### STATED EXERCISE 1
List every group of people that the passage on the ETL framework and data privacy mentions.
### STATED EXERCISE 2
In the passage on the ETL framework and data privacy, reproduce everything from "The side-effect of" down to "for the project.".

The ETL framework using data lakes and data warehouses bake-in improvements to data privacy. While there are many other tools and steps data engineers take to increase the security of their data, simply integrating the ETL framework provides advantages to data privacy. The ETL framework necessarily decentralizes our data. Just as a data engineer collects data from Spotify’s data lake, and puts the data into separate, but related tables in our data warehouse, we can (and should) do the same thing. This makes it harder for external actors to access all of the data for our study, while also preserving information that allows us to course correct if we’ve made a mistake. This decentralization of our data increases the need for background information to understand how data are related to one another. This is good for privacy.

The side-effect of this decentralization is reproducibility. Creating and sharing a schema (even if that is a simple google doc that you share with your lab members) that details how a particular study’s data warehouse is structured, makes it easier for co-authors and lab members to quickly access data while preserving the decentralization of the data in case it is compromised. Furthermore, when the paper is published, rather than publishing all of the data, you are able to share parts of your data warehouse and keep sensitive information in other parts of your data warehouse inaccessible to non-investigators for the project.

### GIVEN DATA
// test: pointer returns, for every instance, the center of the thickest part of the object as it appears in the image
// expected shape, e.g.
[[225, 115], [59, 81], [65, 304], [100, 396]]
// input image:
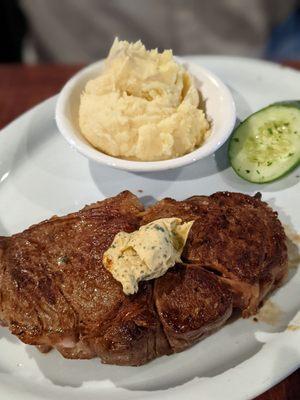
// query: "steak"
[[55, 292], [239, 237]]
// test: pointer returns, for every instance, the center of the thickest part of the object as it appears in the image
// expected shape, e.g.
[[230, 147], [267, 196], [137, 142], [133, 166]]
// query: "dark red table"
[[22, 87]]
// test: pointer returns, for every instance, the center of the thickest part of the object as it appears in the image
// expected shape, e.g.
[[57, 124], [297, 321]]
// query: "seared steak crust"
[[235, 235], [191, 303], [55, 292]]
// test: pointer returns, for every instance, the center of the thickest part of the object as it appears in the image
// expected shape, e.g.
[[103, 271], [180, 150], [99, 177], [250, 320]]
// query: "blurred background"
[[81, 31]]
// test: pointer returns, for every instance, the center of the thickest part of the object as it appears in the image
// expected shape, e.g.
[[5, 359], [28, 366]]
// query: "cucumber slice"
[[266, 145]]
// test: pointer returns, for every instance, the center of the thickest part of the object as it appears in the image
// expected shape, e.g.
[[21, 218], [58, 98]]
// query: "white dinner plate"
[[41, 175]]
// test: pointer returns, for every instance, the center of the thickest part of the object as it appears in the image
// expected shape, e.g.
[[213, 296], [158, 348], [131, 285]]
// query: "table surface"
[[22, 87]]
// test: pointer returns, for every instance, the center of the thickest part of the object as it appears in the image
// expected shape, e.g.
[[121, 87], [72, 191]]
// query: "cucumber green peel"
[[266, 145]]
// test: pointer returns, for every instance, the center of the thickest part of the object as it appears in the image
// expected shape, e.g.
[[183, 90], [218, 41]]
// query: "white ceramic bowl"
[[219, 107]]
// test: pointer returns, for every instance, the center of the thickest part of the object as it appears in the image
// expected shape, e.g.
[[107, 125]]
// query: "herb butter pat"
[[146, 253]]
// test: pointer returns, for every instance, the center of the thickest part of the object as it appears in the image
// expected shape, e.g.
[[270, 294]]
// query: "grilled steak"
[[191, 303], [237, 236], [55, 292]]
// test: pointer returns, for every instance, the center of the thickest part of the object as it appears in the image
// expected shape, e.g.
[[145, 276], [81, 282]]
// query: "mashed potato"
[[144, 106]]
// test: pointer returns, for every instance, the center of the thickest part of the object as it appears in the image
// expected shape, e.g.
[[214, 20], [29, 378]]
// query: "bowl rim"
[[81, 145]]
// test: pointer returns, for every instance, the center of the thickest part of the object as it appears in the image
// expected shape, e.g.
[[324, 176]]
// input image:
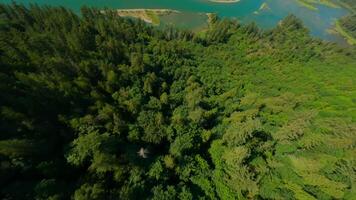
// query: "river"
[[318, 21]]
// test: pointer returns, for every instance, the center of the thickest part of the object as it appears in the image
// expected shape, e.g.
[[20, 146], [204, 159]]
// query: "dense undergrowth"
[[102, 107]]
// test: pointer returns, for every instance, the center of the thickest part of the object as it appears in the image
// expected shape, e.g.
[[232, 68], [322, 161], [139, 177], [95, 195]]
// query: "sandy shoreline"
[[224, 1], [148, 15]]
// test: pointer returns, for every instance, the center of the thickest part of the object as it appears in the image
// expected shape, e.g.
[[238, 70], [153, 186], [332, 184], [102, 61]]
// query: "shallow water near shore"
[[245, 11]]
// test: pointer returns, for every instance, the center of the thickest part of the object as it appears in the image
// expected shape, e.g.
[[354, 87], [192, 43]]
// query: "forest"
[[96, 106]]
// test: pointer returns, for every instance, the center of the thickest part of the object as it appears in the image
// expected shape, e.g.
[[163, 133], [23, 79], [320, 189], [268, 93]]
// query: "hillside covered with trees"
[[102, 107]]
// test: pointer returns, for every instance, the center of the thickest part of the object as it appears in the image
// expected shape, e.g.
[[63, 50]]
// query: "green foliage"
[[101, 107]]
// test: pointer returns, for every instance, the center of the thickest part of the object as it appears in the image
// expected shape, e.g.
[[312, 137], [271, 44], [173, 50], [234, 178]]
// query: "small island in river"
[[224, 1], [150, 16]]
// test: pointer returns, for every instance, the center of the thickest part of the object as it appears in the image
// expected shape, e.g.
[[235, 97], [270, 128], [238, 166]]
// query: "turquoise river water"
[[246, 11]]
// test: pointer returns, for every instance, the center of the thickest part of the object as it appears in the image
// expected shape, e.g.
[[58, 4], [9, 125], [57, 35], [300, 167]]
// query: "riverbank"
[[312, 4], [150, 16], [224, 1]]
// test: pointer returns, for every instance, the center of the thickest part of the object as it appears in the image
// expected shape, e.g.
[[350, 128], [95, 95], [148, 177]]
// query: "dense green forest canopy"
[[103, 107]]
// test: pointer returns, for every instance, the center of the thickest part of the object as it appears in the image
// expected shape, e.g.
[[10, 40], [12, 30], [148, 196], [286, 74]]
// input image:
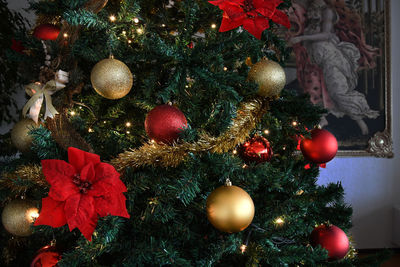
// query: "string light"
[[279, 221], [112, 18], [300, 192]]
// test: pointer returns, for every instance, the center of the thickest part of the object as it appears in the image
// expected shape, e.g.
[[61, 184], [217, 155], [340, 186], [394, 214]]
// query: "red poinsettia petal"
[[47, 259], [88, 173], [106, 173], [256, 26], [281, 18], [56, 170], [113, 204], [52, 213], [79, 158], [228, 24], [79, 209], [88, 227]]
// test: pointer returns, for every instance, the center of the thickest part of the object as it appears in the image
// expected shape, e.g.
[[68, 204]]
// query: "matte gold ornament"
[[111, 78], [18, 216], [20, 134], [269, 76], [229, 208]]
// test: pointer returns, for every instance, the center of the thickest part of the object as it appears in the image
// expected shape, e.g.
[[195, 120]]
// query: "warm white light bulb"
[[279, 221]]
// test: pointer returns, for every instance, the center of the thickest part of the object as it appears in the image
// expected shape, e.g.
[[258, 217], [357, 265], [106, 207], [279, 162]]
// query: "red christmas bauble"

### ANSWER 1
data engineers, external actors, co-authors, lab members, non-investigators

### ANSWER 2
The side-effect of this decentralization is reproducibility. Creating and sharing a schema (even if that is a simple google doc that you share with your lab members) that details how a particular study’s data warehouse is structured, makes it easier for co-authors and lab members to quickly access data while preserving the decentralization of the data in case it is compromised. Furthermore, when the paper is published, rather than publishing all of the data, you are able to share parts of your data warehouse and keep sensitive information in other parts of your data warehouse inaccessible to non-investigators for the project.